Text excerpt:
Higher education groups have urged four-year institutions to revamp how they evaluate credits earned by students transferring campuses, saying both four-year and two-year colleges must ensure that more credits count toward baccalaureate degrees, especially in a post-coronavirus economy.

In an appeal last month, six associations representing academe and its constituents asked colleges and universities to break what, for many, has been a longstanding practice of reflexively, and sometimes without merit, refusing to accept some credits earned by transferring students. Low-income students, including a disproportionate number of students of color, have been hardest hit by that practice, given their levels of enrollment in two-year colleges whose tuition and fees fall substantially below those of four-year schools.

The displacement caused by the pandemic may well worsen these problems. The higher education associations urged college leaders to recognize “the extra burden placed on students in this time.” They asked college leaders to clarify their existing policies, to be more transparent about what underpins those policies and to acknowledge that “traditional inequities are exacerbated in the current crisis.”

“It’s our way of telling institutions to be more flexible,” Mildred Garcia, president of the American Association of State Colleges and Universities and a signatory to that appeal, told Diverse. “We understand that curriculum is in the hands of faculty, but we have to be as compassionate and flexible as possible. We have to think about what students are going through.”

Davis Jenkins, senior research scholar at the Community College Research Center at Teachers College, Columbia University, said that because of the coronavirus-fueled downturn in the economy,  how and where to spend limited college cash will become an even greater conundrum for students and their families.

“The question with COVID is probably going to cut both ways,” said Jenkins. “It’s definitely going to increase competition for students. More enlightened institutions will see that [two-year and four-year campuses] both will be able to profit better if they work together.”

But in a lot of other places, there will just be competition, and the student will lose out, he said, adding, “It’s an unjustified barrier to their upward mobility.”

Problem to solve: Could you write out the part of the article on transfer credits starting at "In an appeal" and ending at "of four-year schools.", word for word? The rows that come next are separate material and have no connection to the article on transfer credits.

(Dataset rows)
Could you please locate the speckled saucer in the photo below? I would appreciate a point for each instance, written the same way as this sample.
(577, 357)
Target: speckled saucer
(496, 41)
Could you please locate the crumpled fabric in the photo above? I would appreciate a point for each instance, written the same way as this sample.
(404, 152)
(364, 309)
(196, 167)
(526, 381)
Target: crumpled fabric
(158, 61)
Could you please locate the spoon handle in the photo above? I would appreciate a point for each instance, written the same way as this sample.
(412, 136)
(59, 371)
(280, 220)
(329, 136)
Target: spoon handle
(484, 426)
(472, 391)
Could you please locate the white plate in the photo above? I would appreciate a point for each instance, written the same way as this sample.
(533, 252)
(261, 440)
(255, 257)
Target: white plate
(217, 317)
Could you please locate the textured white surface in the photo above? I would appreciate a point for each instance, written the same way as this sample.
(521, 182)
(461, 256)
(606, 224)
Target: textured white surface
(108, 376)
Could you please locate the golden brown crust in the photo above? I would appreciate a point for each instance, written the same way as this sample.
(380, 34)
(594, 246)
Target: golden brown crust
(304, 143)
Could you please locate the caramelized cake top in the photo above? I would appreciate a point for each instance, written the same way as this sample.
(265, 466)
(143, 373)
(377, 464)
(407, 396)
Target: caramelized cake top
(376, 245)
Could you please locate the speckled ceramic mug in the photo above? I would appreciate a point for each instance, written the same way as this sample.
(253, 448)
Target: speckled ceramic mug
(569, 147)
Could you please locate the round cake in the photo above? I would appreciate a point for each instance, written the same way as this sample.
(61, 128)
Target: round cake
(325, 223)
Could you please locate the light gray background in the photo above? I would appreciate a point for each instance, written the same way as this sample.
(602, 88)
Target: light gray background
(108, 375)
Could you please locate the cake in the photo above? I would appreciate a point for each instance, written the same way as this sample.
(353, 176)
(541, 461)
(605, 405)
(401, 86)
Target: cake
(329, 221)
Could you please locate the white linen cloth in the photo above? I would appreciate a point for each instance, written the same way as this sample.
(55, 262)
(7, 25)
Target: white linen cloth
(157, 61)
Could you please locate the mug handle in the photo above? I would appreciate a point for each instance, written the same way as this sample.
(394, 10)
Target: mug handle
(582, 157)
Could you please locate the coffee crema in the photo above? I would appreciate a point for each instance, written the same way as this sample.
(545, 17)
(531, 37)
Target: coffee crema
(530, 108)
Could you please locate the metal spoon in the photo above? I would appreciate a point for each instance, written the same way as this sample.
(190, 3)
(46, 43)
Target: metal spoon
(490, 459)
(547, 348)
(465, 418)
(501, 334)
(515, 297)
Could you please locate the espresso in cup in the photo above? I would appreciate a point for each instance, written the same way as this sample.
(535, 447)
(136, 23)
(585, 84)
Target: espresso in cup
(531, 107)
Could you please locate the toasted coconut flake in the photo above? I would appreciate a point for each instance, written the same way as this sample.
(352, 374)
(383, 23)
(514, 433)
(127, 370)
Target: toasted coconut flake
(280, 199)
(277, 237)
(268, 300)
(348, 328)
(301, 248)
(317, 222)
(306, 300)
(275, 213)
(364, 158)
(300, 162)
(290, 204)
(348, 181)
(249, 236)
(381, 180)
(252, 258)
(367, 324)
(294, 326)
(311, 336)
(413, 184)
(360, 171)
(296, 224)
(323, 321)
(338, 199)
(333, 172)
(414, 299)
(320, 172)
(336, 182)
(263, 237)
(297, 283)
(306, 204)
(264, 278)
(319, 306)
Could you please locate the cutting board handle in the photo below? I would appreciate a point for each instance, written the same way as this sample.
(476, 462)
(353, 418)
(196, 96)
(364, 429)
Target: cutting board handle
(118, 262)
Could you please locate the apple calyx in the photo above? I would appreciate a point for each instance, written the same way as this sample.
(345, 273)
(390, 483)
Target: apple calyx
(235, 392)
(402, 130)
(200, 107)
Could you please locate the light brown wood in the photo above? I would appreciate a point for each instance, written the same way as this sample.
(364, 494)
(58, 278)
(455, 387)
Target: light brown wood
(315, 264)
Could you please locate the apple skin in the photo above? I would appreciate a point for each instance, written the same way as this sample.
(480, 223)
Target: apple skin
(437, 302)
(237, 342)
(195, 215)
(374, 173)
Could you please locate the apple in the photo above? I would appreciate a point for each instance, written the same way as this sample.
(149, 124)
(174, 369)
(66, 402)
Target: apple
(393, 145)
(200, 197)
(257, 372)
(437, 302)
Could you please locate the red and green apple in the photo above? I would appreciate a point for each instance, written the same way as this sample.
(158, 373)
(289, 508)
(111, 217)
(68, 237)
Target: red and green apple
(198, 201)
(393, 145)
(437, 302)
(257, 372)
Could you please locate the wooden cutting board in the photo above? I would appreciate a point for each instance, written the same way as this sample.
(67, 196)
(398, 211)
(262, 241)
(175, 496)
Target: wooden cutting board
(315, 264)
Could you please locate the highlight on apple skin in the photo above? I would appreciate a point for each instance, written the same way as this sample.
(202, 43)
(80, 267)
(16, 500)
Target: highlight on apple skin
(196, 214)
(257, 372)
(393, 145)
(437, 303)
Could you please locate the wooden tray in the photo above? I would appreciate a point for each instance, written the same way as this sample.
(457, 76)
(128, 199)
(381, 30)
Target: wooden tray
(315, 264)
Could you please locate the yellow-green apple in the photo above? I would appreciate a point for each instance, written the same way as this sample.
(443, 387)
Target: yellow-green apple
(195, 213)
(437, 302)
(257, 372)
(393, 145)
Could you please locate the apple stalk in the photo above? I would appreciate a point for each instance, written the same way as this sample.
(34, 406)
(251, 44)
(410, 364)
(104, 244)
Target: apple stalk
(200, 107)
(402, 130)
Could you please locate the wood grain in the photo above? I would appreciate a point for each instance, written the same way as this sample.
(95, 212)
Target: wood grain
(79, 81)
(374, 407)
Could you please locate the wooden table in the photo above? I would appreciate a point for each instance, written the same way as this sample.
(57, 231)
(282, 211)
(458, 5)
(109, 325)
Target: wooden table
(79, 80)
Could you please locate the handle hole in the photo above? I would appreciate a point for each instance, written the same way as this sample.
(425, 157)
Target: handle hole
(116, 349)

Written answer:
In an appeal last month, six associations representing academe and its constituents asked colleges and universities to break what, for many, has been a longstanding practice of reflexively, and sometimes without merit, refusing to accept some credits earned by transferring students. Low-income students, including a disproportionate number of students of color, have been hardest hit by that practice, given their levels of enrollment in two-year colleges whose tuition and fees fall substantially below those of four-year schools.